CHALLENGE:
Which lines in the records below contain the string "find"? Copy each of them in full, and treat uppercase and lowercase letters as different.
** START **
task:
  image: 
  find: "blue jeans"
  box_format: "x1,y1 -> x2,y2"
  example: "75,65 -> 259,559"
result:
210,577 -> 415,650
** END **
** START **
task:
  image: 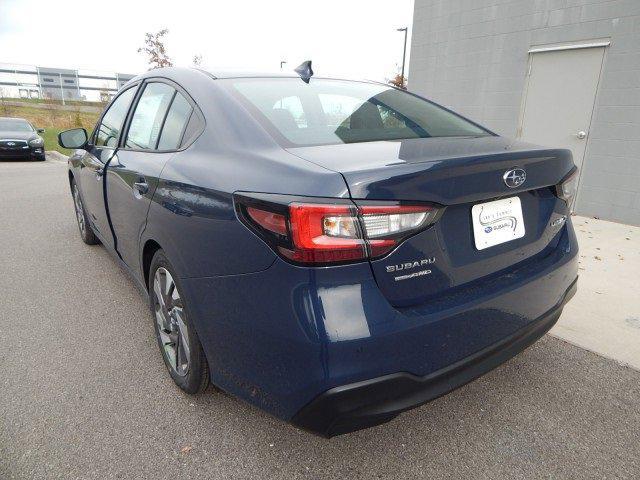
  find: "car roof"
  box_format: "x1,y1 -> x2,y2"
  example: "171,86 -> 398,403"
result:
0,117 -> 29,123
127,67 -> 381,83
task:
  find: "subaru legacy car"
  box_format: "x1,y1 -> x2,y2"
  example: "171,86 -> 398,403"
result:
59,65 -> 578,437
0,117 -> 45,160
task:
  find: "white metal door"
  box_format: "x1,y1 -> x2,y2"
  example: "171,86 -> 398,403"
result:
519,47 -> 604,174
** END **
** START **
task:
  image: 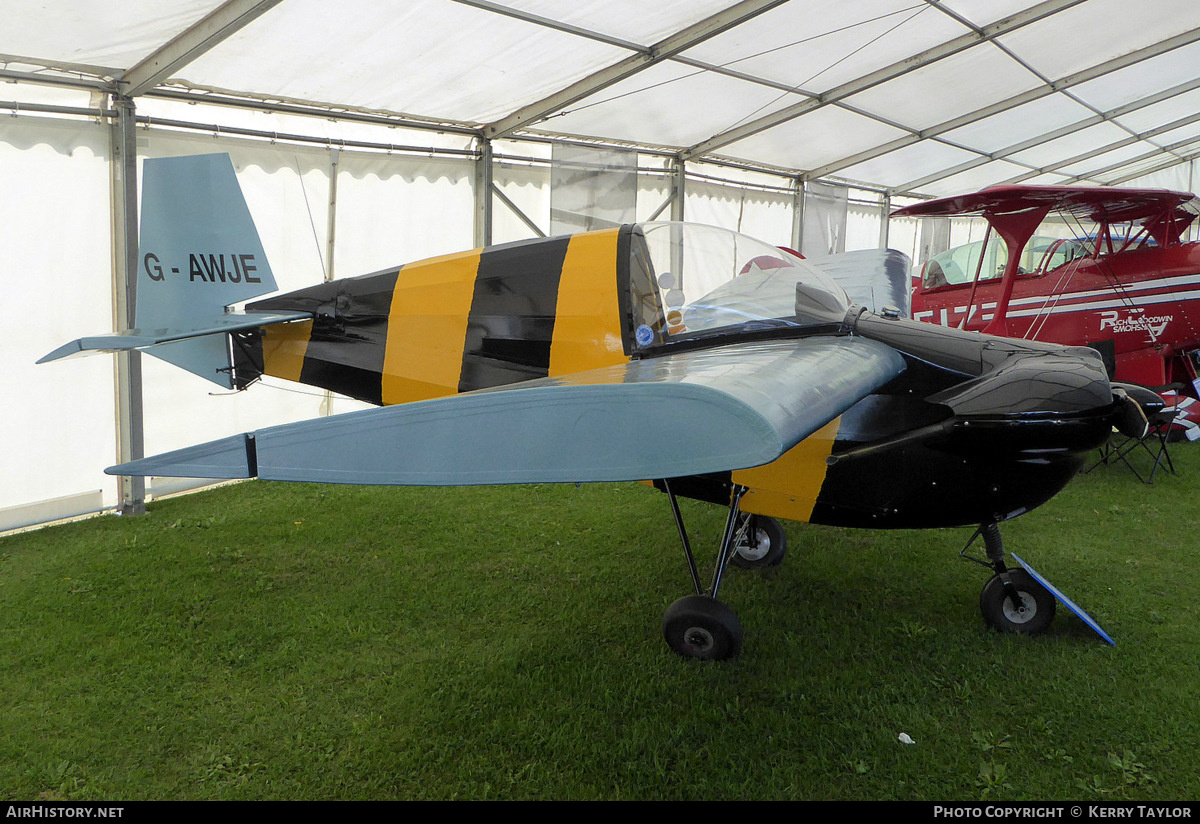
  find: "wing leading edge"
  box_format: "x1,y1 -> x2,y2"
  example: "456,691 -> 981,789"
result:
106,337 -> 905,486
** END **
THE RESPONSE:
  find: "blue jeans"
  find: "car roof"
  find: "subaru legacy car"
  find: "white metal door"
  find: "wing leading edge"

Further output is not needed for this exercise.